### [THE DATA]
---

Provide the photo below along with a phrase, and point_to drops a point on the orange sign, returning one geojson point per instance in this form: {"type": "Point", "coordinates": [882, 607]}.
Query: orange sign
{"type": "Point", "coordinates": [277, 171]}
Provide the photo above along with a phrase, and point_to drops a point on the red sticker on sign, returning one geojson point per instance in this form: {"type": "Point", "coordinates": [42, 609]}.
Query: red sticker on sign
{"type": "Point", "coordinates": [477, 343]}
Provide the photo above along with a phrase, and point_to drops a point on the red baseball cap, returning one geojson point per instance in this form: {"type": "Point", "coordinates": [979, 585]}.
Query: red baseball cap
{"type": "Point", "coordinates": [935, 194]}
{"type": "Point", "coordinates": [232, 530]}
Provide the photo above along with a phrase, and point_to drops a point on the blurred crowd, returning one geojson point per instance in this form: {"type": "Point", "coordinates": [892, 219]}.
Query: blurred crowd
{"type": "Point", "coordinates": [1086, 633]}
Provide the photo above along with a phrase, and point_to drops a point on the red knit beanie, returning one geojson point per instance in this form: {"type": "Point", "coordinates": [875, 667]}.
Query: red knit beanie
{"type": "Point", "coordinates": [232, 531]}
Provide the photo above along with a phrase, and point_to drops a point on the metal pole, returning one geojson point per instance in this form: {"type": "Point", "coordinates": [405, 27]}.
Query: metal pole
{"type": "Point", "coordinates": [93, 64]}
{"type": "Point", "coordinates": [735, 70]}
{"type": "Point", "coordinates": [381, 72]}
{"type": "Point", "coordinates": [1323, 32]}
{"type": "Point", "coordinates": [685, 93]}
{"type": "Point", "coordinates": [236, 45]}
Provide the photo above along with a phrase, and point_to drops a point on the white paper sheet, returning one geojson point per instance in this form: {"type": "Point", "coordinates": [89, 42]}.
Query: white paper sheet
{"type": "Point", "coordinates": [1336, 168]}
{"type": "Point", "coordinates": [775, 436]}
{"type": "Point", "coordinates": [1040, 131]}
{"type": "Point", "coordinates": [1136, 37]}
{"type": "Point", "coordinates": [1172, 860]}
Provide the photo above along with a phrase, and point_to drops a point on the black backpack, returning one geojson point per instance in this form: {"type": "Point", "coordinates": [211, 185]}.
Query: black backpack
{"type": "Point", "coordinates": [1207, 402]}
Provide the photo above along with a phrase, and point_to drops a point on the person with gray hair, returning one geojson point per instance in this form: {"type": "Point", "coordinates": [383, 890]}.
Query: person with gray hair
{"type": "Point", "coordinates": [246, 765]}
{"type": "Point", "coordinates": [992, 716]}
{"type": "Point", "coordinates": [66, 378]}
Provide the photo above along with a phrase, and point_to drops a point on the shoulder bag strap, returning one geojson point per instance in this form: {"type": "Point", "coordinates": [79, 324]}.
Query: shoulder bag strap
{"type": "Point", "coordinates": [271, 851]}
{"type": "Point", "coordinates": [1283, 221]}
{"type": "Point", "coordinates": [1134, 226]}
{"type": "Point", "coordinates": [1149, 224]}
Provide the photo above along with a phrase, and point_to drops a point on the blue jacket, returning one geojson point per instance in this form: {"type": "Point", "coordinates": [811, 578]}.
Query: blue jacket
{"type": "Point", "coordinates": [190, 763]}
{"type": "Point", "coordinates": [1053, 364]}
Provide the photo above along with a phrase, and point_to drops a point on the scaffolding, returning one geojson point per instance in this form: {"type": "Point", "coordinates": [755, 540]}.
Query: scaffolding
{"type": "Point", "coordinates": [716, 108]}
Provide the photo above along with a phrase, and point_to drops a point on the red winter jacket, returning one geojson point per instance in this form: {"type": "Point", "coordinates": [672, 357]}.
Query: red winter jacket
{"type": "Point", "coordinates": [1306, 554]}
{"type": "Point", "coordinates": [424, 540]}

---

### [THE PROBLEM]
Restate all of the entries exactly, please.

### [FINAL RESULT]
Provide the photo below along with a phrase, and point_to drops a point on the orange sign, returning one geojson point per instance in this form: {"type": "Point", "coordinates": [882, 607]}.
Query: orange sign
{"type": "Point", "coordinates": [277, 171]}
Provide the photo above along with a phrase, and point_to drops a point on the red sticker on sign, returning one geojson point per instance in this form: {"type": "Point", "coordinates": [42, 609]}.
Query: red sticker on sign
{"type": "Point", "coordinates": [477, 343]}
Provide the photo above along with a phrase, and point_to drops a point on the red baseball cap, returning one geojson point per instance in this form: {"type": "Point", "coordinates": [979, 585]}.
Query: red baseball cap
{"type": "Point", "coordinates": [935, 194]}
{"type": "Point", "coordinates": [232, 530]}
Provide the photo above along with a phrase, and point_to drops a point on the blurred crowd, returning one geojson point per instance in this form: {"type": "Point", "coordinates": [892, 219]}.
Query: blurred crowd
{"type": "Point", "coordinates": [1086, 633]}
Provide the photo above along with a phrase, and point_to drops a point on the red knit beanie, returning one geojson point per instance in this form: {"type": "Point", "coordinates": [875, 667]}.
Query: red knit beanie
{"type": "Point", "coordinates": [232, 531]}
Provide the photo above along with a phrase, and point_to drops a point on the metal pole, returning one geojson point per instance in this form: {"type": "Point", "coordinates": [405, 27]}.
Query: metal pole
{"type": "Point", "coordinates": [93, 64]}
{"type": "Point", "coordinates": [735, 70]}
{"type": "Point", "coordinates": [381, 72]}
{"type": "Point", "coordinates": [1323, 32]}
{"type": "Point", "coordinates": [685, 93]}
{"type": "Point", "coordinates": [236, 45]}
Provide the photo above along with a phrase, and point_to drops a point on the white paper sheet, returning one geojson point per instance in this form: {"type": "Point", "coordinates": [89, 42]}.
Query: white paper sheet
{"type": "Point", "coordinates": [1336, 168]}
{"type": "Point", "coordinates": [775, 436]}
{"type": "Point", "coordinates": [1040, 131]}
{"type": "Point", "coordinates": [1136, 37]}
{"type": "Point", "coordinates": [1172, 860]}
Provide the photo above along with a phrase, and point_to drops a point on the black backpack, returning one geojson point per instance in this form: {"type": "Point", "coordinates": [211, 185]}.
Query: black backpack
{"type": "Point", "coordinates": [1207, 402]}
Provide the photo above along with a phrase, and point_to drops a point on the person with gray hair, returning one geojson point per instance in this form: {"type": "Point", "coordinates": [383, 890]}.
Query: person with gray hair
{"type": "Point", "coordinates": [246, 765]}
{"type": "Point", "coordinates": [992, 716]}
{"type": "Point", "coordinates": [66, 378]}
Provide the photo above along with a phrase, and point_to drops a point on the shoulder bag strap, returning one geojson point per instance in this form: {"type": "Point", "coordinates": [79, 324]}.
Query: shoulder bag strap
{"type": "Point", "coordinates": [271, 851]}
{"type": "Point", "coordinates": [1283, 221]}
{"type": "Point", "coordinates": [1134, 226]}
{"type": "Point", "coordinates": [1149, 224]}
Provide the photo above along with a phrase, and point_to drops a point on the blue jacket, returning one geojson point per instance in this form: {"type": "Point", "coordinates": [811, 578]}.
Query: blue jacket
{"type": "Point", "coordinates": [190, 763]}
{"type": "Point", "coordinates": [1053, 364]}
Provide the photo above along with a phrase, and point_to drops a point on the scaffolding, returning one geojson point per instance in this form: {"type": "Point", "coordinates": [755, 540]}.
Query: scaffolding
{"type": "Point", "coordinates": [716, 108]}
Provide the photo above along with a phrase, and point_to drops a point on the red winter jacket, returning one geojson point per instance in this form: {"type": "Point", "coordinates": [672, 357]}.
Query: red winter jacket
{"type": "Point", "coordinates": [1306, 554]}
{"type": "Point", "coordinates": [424, 540]}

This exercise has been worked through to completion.